### Assignment
What lines of the data below hold the string "scrub"? Copy each one.

+ + + +

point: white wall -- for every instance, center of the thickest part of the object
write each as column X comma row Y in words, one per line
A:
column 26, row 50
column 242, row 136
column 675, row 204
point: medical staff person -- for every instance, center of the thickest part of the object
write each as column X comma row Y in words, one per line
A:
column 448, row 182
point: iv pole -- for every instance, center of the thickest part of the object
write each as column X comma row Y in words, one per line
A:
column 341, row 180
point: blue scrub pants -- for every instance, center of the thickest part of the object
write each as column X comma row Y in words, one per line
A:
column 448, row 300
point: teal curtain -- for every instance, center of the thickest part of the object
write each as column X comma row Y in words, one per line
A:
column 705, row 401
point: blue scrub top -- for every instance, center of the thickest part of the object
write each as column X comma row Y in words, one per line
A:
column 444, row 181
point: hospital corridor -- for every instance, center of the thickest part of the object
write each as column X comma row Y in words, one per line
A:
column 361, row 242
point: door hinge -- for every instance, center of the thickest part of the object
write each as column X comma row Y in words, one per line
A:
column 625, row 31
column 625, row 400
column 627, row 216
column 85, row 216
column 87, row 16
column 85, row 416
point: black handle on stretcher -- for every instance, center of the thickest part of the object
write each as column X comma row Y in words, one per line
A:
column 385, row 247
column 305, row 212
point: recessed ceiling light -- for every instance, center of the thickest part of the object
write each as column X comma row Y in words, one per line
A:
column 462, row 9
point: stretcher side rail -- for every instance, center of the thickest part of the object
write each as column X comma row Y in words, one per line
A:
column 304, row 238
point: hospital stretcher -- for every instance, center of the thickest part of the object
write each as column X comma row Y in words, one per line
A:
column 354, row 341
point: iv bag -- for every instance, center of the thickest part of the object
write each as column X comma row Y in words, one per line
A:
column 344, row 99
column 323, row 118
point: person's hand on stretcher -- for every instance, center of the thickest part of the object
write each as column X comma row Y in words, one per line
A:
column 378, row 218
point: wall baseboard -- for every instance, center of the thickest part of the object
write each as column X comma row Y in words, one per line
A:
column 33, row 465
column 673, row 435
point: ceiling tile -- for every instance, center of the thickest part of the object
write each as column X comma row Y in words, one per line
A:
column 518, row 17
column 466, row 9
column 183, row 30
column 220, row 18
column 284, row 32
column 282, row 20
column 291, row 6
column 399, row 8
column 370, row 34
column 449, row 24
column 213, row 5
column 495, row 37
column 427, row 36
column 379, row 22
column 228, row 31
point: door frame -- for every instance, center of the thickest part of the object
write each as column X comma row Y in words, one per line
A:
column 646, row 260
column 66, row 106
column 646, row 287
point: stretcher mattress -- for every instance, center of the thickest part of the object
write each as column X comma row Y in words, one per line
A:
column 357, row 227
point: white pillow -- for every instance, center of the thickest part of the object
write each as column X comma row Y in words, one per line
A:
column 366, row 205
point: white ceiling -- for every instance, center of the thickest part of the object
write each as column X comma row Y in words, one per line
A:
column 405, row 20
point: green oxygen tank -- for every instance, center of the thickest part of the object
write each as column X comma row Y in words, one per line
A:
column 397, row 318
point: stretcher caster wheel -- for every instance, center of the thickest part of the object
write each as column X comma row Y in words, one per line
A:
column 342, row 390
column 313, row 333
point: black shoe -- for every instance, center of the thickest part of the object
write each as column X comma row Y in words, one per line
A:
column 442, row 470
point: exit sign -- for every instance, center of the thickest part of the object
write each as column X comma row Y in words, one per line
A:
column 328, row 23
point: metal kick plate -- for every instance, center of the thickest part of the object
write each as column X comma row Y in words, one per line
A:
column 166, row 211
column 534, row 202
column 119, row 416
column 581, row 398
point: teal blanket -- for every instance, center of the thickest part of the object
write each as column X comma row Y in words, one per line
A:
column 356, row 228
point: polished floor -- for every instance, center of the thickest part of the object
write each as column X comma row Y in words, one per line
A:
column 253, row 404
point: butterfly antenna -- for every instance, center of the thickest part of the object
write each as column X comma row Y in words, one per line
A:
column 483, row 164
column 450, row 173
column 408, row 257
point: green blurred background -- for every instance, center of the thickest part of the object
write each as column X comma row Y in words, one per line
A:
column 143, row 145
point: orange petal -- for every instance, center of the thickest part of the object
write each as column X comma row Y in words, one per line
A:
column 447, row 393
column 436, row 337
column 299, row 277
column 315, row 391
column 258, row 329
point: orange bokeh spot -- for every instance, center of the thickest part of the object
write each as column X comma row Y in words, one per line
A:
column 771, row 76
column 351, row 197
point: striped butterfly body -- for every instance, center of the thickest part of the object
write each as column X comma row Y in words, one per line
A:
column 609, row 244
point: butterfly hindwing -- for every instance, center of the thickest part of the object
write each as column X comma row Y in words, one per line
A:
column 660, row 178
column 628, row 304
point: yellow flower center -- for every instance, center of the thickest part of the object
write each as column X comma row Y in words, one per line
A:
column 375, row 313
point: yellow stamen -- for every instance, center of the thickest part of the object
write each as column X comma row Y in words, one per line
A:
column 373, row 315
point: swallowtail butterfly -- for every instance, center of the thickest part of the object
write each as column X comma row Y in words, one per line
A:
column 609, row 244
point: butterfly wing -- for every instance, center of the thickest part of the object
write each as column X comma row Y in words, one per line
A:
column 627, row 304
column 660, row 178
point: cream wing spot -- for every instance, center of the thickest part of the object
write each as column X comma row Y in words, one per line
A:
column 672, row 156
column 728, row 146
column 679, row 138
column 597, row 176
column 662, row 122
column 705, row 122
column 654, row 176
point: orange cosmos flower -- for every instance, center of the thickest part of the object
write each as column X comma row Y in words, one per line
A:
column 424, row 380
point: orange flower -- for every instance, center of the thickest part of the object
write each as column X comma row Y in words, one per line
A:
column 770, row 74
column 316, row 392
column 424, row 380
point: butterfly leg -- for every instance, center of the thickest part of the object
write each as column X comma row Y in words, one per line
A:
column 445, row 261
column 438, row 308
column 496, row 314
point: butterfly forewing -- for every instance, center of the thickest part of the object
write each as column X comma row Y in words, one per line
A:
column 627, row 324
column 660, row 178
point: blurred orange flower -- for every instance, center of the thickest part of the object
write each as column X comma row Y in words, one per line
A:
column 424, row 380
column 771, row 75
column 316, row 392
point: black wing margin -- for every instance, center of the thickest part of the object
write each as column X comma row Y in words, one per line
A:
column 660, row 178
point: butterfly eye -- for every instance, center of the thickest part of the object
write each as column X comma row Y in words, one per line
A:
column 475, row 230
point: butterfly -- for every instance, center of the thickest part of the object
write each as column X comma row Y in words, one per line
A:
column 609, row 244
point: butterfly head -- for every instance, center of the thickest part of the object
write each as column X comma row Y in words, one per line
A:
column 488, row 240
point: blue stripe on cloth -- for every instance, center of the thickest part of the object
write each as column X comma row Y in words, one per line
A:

+ + + +

### Written answer
point: blue scrub pants -- for every instance, center of the thickest part of the object
point: blue scrub top -- for every instance, center of the thickest part of the object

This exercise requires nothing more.